Datos de partida.

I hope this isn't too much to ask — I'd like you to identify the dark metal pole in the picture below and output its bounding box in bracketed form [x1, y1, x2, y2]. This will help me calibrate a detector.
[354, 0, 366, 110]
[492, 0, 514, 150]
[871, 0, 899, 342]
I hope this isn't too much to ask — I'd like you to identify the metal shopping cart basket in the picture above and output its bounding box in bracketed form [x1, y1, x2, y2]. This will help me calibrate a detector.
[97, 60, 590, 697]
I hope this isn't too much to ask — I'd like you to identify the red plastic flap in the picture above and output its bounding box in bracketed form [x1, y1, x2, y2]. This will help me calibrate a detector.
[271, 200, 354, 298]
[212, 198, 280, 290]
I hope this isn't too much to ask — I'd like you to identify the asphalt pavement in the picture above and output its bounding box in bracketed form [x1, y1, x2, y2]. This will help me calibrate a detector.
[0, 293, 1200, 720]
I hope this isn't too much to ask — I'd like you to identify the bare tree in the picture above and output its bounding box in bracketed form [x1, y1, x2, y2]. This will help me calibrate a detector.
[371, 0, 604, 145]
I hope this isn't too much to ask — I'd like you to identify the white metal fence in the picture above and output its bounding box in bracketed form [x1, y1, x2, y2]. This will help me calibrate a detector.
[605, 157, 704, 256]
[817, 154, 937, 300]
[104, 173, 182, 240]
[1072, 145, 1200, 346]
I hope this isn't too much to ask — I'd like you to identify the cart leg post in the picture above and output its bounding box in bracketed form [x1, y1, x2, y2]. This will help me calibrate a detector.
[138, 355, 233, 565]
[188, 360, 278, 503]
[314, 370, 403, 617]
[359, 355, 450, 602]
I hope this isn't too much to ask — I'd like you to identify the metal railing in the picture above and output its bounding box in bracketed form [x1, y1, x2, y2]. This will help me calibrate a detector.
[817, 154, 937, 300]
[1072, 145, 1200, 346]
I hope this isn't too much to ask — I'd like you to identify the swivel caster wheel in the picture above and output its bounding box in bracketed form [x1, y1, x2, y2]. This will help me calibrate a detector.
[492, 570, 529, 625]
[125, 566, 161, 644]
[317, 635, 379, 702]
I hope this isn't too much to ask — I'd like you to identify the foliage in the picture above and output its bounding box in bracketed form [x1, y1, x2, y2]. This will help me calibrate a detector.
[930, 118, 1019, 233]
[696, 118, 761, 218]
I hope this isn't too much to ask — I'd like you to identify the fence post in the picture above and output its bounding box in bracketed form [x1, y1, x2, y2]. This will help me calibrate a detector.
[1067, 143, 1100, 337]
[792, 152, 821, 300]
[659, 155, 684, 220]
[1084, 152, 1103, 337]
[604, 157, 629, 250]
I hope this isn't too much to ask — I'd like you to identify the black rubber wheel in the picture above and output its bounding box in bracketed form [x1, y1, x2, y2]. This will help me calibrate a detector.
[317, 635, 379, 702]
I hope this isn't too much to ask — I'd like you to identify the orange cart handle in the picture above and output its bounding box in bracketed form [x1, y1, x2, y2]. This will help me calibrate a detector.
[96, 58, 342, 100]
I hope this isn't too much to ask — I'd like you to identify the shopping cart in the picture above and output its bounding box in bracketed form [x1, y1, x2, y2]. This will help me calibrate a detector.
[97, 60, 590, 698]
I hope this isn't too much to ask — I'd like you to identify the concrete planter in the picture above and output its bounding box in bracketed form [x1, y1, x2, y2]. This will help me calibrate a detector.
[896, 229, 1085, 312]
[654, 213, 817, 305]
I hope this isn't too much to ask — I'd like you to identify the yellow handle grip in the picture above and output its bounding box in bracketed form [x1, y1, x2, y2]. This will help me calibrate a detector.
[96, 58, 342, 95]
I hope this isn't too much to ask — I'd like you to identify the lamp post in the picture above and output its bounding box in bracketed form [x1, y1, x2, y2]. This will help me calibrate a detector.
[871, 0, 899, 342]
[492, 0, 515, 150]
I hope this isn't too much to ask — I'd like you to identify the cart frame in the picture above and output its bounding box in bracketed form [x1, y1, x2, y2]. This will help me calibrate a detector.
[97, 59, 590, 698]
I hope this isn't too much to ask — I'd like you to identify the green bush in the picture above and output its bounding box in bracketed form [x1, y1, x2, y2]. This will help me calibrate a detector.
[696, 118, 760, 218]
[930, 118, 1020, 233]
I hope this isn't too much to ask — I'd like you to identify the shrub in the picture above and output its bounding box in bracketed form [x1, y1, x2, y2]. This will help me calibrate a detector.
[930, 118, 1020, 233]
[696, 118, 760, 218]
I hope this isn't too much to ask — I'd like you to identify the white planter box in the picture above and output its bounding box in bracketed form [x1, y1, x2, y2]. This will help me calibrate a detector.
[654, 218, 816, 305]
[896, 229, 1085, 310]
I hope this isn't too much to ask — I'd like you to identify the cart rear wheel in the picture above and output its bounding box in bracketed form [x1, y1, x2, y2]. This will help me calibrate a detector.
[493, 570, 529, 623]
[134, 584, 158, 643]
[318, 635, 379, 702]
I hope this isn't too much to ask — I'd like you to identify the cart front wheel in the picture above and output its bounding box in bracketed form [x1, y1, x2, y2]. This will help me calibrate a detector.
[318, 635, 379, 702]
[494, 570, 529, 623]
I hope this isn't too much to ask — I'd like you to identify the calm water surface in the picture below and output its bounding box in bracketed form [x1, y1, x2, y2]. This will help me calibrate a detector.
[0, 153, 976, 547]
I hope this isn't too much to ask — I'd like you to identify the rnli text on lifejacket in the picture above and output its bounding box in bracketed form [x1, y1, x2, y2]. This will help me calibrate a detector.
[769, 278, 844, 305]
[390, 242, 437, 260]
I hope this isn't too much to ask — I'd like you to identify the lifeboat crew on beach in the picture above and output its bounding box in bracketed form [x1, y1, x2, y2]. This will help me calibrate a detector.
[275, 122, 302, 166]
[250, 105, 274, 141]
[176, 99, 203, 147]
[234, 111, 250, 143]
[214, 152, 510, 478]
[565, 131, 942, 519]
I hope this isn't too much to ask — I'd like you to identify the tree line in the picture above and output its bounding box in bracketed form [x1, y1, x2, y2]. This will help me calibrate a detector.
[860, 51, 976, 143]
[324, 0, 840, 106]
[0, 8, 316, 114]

--

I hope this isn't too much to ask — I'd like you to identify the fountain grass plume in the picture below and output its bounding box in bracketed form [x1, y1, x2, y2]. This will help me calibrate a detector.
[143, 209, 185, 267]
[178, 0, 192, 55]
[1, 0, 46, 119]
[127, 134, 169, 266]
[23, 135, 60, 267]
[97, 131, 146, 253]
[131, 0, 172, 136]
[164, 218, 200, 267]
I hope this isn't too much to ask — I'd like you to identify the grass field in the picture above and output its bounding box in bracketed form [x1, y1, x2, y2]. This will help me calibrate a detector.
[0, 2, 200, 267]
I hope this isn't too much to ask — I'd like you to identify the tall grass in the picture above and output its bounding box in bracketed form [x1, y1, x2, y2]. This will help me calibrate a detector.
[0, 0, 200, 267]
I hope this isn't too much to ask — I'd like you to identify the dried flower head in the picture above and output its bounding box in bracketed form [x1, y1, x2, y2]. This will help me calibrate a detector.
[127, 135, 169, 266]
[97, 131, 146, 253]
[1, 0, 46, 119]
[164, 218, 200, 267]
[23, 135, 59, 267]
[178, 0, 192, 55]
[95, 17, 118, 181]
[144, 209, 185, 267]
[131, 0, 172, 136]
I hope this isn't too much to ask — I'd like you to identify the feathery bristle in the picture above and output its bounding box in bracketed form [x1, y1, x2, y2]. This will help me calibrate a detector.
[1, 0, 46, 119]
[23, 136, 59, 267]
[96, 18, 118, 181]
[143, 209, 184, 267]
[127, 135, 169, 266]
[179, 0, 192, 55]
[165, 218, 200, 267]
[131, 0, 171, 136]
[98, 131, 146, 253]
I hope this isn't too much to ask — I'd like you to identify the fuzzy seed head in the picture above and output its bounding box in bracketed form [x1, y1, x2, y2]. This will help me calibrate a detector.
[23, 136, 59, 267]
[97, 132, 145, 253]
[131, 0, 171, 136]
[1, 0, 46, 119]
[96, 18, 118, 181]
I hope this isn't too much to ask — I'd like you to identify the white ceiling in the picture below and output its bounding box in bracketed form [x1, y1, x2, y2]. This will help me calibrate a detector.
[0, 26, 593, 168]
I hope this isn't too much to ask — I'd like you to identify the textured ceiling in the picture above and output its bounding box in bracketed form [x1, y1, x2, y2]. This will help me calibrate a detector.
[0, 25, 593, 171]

==

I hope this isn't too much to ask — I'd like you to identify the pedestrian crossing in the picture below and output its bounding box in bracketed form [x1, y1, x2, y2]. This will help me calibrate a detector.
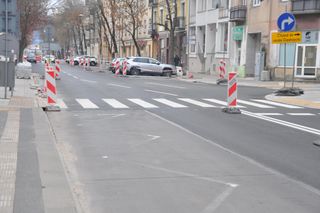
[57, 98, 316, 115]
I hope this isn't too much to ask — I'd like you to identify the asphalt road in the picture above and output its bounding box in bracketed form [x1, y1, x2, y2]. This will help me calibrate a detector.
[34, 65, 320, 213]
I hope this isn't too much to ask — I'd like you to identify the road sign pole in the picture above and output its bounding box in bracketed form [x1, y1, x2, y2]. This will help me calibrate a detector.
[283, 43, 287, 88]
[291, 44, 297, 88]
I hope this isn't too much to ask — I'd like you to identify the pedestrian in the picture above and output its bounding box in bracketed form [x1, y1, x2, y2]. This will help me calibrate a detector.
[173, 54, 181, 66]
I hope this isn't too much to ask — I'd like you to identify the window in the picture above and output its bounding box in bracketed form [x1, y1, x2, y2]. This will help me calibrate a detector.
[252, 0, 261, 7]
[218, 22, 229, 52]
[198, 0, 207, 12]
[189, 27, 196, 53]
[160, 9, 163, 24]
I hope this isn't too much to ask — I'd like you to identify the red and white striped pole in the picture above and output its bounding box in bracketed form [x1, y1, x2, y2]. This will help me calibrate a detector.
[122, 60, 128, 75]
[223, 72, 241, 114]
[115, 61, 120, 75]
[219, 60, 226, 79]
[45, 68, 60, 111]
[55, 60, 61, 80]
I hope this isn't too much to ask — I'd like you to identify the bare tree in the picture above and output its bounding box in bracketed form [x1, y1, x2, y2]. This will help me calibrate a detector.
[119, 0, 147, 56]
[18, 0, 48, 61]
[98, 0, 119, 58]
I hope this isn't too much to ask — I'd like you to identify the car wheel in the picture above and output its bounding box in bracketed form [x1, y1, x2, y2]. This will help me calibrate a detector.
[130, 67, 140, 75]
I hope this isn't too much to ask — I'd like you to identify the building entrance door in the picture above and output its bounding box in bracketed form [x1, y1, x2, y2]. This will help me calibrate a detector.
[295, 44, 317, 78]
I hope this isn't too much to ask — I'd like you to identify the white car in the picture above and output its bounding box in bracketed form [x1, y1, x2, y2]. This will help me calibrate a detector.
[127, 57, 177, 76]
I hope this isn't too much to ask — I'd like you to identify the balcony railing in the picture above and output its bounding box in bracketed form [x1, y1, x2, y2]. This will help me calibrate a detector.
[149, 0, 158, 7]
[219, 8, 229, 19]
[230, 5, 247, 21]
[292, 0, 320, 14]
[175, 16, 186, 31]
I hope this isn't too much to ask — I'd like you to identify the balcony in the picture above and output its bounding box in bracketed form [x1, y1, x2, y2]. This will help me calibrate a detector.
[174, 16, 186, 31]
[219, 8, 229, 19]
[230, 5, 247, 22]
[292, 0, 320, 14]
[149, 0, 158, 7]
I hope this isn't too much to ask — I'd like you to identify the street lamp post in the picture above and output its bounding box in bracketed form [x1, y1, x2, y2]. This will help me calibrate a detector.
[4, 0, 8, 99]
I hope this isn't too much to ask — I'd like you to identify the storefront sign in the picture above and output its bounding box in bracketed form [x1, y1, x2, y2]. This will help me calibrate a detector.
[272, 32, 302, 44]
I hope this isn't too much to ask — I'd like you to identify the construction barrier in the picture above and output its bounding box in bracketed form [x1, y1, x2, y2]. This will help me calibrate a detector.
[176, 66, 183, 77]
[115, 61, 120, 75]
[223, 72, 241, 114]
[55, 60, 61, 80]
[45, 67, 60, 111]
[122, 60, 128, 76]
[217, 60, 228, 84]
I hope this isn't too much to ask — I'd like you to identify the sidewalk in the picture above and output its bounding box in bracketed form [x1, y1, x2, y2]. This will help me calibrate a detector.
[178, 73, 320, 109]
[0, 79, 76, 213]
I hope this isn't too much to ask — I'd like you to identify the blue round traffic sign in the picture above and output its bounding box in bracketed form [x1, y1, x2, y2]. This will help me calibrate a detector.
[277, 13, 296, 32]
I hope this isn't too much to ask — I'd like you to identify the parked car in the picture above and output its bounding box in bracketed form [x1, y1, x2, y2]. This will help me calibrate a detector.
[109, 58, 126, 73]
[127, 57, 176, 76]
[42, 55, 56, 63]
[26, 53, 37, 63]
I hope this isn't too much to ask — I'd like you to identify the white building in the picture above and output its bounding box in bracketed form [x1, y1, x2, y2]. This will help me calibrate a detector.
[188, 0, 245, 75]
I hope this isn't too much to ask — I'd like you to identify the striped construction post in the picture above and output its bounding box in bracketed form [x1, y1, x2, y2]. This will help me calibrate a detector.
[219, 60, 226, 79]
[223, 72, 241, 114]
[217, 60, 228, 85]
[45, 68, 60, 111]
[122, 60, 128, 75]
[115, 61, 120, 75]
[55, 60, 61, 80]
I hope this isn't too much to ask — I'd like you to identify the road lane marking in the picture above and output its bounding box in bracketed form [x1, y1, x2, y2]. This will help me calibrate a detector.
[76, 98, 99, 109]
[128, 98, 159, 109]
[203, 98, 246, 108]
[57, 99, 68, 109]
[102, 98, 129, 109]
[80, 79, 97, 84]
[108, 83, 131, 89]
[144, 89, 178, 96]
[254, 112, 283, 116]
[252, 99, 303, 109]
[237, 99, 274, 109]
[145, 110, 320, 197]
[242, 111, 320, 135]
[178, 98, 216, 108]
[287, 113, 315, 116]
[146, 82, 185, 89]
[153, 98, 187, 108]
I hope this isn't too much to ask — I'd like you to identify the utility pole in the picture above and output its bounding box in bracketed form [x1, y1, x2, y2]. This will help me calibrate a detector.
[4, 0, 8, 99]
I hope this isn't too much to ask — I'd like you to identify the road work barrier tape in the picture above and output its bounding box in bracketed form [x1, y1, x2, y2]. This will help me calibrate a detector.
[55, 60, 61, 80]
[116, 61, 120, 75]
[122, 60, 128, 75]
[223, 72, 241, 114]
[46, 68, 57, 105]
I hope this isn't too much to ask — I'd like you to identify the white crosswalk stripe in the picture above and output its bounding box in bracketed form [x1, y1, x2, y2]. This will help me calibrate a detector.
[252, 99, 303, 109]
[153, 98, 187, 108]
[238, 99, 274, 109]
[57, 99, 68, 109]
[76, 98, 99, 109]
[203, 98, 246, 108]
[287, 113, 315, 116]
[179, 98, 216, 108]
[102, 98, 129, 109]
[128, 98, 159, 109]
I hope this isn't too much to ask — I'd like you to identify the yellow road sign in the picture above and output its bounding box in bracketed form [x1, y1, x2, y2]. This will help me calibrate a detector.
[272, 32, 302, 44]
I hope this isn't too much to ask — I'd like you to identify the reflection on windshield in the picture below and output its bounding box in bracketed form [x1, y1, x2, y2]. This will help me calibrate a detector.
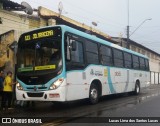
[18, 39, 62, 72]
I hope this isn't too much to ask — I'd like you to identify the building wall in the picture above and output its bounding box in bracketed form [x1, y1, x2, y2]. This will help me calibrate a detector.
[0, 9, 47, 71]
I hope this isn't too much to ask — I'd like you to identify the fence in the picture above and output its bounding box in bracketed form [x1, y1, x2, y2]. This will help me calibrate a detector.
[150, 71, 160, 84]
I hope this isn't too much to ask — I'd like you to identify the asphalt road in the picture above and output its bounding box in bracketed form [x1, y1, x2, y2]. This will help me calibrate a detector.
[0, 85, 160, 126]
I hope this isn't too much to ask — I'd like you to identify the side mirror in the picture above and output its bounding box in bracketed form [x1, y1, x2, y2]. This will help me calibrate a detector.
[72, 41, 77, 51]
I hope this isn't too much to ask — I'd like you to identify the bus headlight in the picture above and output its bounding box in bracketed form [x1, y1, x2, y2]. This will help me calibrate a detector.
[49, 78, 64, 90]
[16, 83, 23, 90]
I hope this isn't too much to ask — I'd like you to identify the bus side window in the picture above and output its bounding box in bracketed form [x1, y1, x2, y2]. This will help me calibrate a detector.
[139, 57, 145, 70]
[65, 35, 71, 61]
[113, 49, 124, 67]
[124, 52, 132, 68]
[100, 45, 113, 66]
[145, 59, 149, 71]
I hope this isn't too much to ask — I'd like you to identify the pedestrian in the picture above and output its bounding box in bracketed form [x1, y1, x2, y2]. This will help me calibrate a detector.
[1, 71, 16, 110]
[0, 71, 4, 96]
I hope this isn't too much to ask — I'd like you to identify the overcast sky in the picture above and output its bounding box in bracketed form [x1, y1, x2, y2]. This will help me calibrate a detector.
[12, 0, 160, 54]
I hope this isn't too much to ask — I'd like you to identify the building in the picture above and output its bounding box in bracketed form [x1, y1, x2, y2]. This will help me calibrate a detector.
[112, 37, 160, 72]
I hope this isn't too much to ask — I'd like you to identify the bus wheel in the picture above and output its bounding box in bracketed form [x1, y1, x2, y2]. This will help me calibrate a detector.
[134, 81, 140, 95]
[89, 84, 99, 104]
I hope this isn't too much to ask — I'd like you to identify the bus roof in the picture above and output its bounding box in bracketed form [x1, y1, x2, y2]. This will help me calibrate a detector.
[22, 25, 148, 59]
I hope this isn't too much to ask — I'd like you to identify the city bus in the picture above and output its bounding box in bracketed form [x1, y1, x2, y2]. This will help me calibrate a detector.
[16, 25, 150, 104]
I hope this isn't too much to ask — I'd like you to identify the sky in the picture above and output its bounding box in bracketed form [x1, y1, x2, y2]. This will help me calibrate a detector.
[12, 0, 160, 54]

Objetivo. Reescribe el tramo que va desde la línea que contiene "the bus side" hasta la que contiene "[112, 37, 160, 72]", ambas incluidas. Cambia "overcast" por "cloudy" y deja todo lo demás igual.

Resultado del ejercicio.
I hope this isn't too much to ask — I'd like you to identify the bus side window in the picture above and output its bounding box in bracketed form [x1, y1, x2, y2]. This will help me calibrate a detector.
[139, 57, 145, 70]
[65, 35, 71, 61]
[113, 49, 124, 67]
[124, 52, 132, 68]
[100, 45, 113, 66]
[145, 59, 149, 71]
I hope this isn't too much to ask — I'd like you to identify the pedestrian in the picture above and output its bounding box in bracketed form [x1, y1, x2, y2]. This will help me calibrate a detector.
[1, 71, 16, 110]
[0, 71, 4, 96]
I hope this isn't too much to ask — I'd like you to identify the cloudy sky in the picture above and output its bounding box in bracketed form [x1, y1, x2, y2]. This will help me calibrate a detector.
[12, 0, 160, 54]
I hope this isn't too much to ask — I'd like you to identify the building in the picture above and output its bounding box in bracketed form [x1, y1, x2, y2]. This will help me calibrate a detector.
[112, 37, 160, 72]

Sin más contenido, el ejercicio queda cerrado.